Consigne 1.
D'après le texte sur Dido & Aeneas, en quelle année l'opéra d'Henry Purcell a-t-il été créé ?

Dido & Aeneas est un opéra d’Henry Purcell créé en 1689. Il nous raconte la rencontre d’Enée, en fuite de Troie dévastée, et de Didon, la reine de Carthage, l’amour qui s’impose. Mais les dieux et des sorcières sournoises pressent Enée de reprendre son chemin, d’accomplir sa destinée. Didon, écrasée de douleur, en meurt. 

Une petite œuvre d’à peine une heure, si convaincante dans sa brièveté qui l’oblige à atteindre immédiatement l’essentiel des êtres, si bouleversante grâce aux deux airs de son héroïne, dont le fameux « When I am laid in earth » conclusif. Un sommet humain et musical.

Mais Franck Chartier, typique en cela de l’esprit de son collectif Peeping Tom (dont on a pu notamment découvrir à Luxembourg sa trilogie Vader, Moeder et Kind), a décidé de montrer, de donner à voir, sans aucune compromission, le bouleversement des êtres que la beauté de l’opéra et son côté sublime cantonnent dans des sphères éthérées. D’où l’exclamation ironique d’un des personnages : « Tu veux de l’abstraction », en fait : « tu voulais, tu aurais voulu de l’abstraction ». Non, Franck Chartier nous plonge dans les réalités bien concrètes, bien tangibles de pareilles situations amoureuses, de pareils dilemmes.

Entrées de données.
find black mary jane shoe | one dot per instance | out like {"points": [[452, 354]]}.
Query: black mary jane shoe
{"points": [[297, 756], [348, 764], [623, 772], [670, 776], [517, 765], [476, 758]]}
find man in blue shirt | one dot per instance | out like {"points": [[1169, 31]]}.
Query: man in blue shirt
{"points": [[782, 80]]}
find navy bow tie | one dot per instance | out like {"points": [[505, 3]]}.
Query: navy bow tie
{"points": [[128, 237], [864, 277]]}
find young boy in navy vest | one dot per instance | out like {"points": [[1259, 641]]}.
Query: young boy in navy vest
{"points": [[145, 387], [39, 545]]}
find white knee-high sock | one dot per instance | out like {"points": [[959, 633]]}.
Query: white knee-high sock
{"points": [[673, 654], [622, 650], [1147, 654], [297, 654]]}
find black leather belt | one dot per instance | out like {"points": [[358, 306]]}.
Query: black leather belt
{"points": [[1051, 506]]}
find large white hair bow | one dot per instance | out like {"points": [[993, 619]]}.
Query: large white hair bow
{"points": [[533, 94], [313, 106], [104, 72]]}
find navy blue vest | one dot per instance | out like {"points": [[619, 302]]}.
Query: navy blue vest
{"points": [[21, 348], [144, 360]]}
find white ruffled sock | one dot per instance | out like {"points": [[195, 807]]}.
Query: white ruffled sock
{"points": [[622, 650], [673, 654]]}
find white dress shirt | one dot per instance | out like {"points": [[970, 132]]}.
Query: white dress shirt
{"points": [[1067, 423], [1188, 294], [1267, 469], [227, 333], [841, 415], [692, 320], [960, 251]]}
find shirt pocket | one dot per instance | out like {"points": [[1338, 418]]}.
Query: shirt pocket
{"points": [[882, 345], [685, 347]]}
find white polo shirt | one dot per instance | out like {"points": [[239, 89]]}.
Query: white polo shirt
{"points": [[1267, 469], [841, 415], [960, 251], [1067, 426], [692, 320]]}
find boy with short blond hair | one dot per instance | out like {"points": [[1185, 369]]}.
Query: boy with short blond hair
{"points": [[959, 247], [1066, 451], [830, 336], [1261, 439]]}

Consigne 2.
Transcrivez à l'identique l'ensemble des entrées ci-dessus, sans en omettre aucune.

Réponse complète 1.
En 1689.

Réponse complète 2.
find black mary jane shoe | one dot per instance | out like {"points": [[452, 354]]}.
Query: black mary jane shoe
{"points": [[297, 756], [348, 764], [623, 772], [670, 776], [517, 765], [476, 758]]}
find man in blue shirt | one dot per instance | out like {"points": [[1169, 31]]}.
Query: man in blue shirt
{"points": [[782, 80]]}
find navy bow tie | one dot per instance | out like {"points": [[505, 3]]}.
Query: navy bow tie
{"points": [[128, 237], [864, 277]]}
find young boy in navy vest | one dot per instance | out like {"points": [[1259, 641]]}.
Query: young boy in navy vest
{"points": [[145, 387], [39, 545]]}
find white knee-high sock | one dot per instance | out like {"points": [[959, 633]]}.
Query: white knee-high sock
{"points": [[673, 654], [622, 650], [1147, 654], [297, 654]]}
find black leather belt | one dot per instance | out like {"points": [[358, 306]]}.
Query: black leather belt
{"points": [[1051, 506]]}
find large white hair bow | one dot per instance | out like {"points": [[993, 619]]}.
Query: large white hair bow
{"points": [[533, 94], [313, 106], [104, 72]]}
find navy blue vest | one dot per instance | out like {"points": [[619, 302]]}.
Query: navy blue vest
{"points": [[21, 348], [144, 360]]}
find white ruffled sock | one dot per instance | out like {"points": [[195, 807]]}.
Query: white ruffled sock
{"points": [[622, 650], [673, 654]]}
find white dress shirt | one dot per instance | out like {"points": [[970, 132]]}.
Query: white dress shirt
{"points": [[1067, 423], [1188, 294], [1267, 469], [227, 333], [841, 415], [692, 320], [960, 251]]}
find shirt pocket | one dot per instance | out like {"points": [[1338, 418]]}.
Query: shirt pocket
{"points": [[882, 345], [685, 347]]}
find white polo shirt | one dot per instance | out like {"points": [[239, 89]]}.
Query: white polo shirt
{"points": [[1267, 469], [841, 415], [960, 251], [1067, 426], [692, 320]]}
find boy with short blond hair | one dot per instance | out like {"points": [[1185, 369]]}.
Query: boy with short blond hair
{"points": [[959, 247], [1066, 451], [830, 336], [1261, 439]]}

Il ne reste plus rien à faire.